Report every line of the records below that contains the word "Pinpoint".
==================================================
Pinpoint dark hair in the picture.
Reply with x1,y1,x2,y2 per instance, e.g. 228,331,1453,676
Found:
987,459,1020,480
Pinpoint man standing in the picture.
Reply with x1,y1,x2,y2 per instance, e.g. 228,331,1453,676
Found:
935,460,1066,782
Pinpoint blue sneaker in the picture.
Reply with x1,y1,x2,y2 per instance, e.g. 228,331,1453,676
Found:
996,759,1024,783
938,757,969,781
==================================================
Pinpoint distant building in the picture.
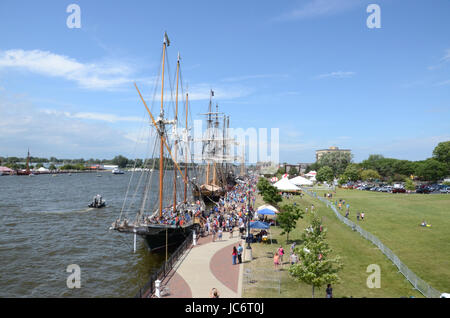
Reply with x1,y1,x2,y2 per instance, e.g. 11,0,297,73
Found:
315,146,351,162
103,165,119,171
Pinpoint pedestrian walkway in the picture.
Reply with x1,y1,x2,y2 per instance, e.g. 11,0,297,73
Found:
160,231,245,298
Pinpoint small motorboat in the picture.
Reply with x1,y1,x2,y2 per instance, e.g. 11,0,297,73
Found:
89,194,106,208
==================================================
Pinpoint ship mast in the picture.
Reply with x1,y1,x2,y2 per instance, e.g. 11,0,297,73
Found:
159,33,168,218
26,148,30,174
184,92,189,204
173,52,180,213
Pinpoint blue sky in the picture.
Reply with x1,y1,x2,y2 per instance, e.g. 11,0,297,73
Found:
==================================================
**TASK OUTPUT**
Pinpoint dark hair in the picture.
Pinpoint man standing in the picture.
Pinpoint blue sneaker in the picture.
Pinpoint distant building in the picture.
Pinpoint pedestrian walkway in the picture.
Pinpoint small motorboat in the picture.
Pinpoint ship mast in the picture.
Pinpoint blue sky in the picture.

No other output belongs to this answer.